##### STORED ROWS

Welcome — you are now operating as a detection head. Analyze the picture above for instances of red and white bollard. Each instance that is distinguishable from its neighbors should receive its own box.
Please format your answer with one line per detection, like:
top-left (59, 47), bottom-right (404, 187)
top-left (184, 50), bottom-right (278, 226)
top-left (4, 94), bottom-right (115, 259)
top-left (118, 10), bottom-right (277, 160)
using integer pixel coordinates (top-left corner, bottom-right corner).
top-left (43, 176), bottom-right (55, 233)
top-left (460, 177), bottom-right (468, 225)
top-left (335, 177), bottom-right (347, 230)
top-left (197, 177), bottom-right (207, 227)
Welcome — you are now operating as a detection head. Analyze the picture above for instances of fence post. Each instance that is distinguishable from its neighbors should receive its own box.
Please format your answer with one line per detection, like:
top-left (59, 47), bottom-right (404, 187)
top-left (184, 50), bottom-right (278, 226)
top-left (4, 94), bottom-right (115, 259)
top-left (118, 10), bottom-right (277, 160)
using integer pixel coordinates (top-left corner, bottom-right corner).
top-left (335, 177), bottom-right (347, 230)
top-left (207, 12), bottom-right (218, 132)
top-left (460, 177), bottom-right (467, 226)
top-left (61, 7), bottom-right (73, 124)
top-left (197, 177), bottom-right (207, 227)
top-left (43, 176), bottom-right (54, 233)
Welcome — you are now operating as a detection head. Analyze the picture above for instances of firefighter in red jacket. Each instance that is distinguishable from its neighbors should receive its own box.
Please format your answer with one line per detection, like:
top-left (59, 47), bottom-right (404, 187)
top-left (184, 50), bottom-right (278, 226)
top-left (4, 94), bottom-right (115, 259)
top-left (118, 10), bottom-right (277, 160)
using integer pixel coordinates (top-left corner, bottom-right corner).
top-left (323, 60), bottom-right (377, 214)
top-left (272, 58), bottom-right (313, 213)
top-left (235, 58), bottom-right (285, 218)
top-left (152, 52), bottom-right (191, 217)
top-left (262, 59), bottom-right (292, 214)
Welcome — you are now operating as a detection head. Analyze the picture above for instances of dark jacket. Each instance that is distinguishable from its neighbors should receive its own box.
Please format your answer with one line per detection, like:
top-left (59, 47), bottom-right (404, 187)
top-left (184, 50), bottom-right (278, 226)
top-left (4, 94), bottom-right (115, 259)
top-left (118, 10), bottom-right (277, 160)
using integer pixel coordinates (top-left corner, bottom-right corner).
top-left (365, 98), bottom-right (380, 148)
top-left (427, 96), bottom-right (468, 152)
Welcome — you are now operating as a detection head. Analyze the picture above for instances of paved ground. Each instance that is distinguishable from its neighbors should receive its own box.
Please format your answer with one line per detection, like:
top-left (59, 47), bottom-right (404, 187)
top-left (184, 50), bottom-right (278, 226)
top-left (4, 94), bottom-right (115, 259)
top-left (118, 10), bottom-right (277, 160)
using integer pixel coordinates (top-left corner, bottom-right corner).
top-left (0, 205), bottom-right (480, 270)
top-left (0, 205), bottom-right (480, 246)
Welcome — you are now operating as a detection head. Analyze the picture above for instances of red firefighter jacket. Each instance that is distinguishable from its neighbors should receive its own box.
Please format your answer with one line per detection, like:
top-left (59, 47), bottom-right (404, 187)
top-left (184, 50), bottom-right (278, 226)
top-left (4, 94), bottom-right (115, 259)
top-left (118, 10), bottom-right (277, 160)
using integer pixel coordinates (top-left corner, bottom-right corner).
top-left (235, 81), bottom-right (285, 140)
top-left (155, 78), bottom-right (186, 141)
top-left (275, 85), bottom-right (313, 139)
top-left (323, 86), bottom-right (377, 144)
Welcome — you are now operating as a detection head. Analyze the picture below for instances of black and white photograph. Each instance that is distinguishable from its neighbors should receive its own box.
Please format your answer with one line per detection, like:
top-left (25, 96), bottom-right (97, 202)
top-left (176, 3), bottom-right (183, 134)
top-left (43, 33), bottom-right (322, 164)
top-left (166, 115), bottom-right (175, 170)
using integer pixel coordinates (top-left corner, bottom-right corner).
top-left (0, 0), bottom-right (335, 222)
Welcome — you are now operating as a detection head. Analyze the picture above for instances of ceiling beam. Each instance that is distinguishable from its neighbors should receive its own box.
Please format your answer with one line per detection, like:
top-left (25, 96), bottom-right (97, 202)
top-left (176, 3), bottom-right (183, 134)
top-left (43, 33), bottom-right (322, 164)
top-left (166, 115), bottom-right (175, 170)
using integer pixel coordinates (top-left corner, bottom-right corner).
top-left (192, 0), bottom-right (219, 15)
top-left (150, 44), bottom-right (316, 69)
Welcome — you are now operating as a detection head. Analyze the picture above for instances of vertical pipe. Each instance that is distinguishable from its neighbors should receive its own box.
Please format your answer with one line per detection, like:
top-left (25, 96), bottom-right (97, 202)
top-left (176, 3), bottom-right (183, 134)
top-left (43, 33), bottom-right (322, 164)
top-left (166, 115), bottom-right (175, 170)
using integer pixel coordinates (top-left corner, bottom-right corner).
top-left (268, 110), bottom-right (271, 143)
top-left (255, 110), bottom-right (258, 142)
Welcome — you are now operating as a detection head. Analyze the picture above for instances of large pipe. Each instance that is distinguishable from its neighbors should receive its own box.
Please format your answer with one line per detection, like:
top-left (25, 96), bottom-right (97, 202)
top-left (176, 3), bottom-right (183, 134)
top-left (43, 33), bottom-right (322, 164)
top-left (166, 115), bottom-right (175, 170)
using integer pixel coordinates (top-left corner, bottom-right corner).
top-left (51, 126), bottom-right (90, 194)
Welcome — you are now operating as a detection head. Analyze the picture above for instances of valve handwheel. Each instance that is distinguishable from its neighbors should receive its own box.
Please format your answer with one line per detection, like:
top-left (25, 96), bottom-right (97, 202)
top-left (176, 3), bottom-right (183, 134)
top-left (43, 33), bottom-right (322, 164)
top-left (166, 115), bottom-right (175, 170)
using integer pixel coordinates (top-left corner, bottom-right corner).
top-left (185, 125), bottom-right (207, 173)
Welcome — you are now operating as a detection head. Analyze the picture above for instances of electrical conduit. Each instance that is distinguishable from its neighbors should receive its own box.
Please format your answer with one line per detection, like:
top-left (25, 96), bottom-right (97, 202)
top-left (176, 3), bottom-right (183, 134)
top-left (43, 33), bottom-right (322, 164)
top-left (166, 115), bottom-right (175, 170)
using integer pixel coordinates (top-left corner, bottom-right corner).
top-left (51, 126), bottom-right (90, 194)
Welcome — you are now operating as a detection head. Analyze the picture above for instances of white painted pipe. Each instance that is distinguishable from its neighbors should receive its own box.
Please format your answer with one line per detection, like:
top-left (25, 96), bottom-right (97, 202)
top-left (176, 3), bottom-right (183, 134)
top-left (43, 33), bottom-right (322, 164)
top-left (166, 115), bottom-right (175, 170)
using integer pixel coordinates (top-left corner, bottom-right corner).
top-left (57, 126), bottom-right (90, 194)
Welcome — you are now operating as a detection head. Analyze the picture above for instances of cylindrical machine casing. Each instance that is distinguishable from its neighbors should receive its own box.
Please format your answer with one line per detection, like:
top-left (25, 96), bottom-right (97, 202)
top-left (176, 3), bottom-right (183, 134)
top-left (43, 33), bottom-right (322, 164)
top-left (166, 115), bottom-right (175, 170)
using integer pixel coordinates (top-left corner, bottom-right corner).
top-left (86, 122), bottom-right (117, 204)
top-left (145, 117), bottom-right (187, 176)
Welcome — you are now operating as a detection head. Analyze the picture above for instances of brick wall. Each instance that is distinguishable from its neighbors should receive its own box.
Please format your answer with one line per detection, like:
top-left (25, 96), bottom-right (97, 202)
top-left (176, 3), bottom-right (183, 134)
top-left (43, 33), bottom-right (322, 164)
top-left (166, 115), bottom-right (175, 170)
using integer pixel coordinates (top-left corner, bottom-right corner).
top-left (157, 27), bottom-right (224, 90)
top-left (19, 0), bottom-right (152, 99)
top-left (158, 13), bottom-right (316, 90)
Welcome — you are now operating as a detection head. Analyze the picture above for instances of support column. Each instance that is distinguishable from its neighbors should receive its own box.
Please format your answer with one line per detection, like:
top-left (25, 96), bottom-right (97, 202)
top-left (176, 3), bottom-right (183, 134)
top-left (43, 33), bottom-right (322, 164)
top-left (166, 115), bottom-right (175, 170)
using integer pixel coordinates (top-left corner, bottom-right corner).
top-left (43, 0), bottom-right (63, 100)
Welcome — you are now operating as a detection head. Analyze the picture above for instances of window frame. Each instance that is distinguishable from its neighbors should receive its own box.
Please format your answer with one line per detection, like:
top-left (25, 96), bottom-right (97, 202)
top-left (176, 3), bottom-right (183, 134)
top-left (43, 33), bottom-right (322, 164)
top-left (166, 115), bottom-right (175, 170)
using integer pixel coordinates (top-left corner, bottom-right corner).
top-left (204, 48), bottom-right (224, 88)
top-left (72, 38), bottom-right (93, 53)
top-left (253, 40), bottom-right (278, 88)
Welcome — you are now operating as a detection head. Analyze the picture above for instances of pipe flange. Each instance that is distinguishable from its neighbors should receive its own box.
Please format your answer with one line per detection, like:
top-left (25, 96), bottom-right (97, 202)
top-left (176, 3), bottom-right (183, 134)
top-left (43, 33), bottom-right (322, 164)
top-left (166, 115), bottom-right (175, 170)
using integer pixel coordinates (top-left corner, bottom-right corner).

##########

- _CHALLENGE_
Reproduce the records from the line with "of red firefighter" up to and including the line with "top-left (0, 0), bottom-right (335, 222)", requests included. Increase every coordinate in the answers by 46, and leave the requests and their format samples unchanged.

- _WRITTEN RESPONSE_
Welcome — you are now operating as a detection head. Analyze the picture above for instances of red firefighter jacket. Each instance that is distinguishable from its neighbors should receive its own box.
Please format your answer with one line per detection, like:
top-left (59, 47), bottom-right (404, 187)
top-left (184, 50), bottom-right (278, 226)
top-left (4, 94), bottom-right (115, 259)
top-left (118, 10), bottom-right (277, 160)
using integer pixel coordinates (top-left corner, bottom-right corner).
top-left (281, 127), bottom-right (331, 186)
top-left (201, 124), bottom-right (232, 187)
top-left (321, 131), bottom-right (359, 185)
top-left (369, 132), bottom-right (423, 190)
Welcome — you are now operating as a detection head. Analyze the picture below for instances of black and white photograph. Each instance that is distinguishable from its neighbors should receive its own box.
Please format your answer with one line per detection, like:
top-left (25, 96), bottom-right (97, 202)
top-left (176, 3), bottom-right (183, 134)
top-left (43, 33), bottom-right (322, 164)
top-left (166, 115), bottom-right (175, 170)
using integer pixel coordinates (top-left corner, bottom-right corner).
top-left (46, 46), bottom-right (381, 268)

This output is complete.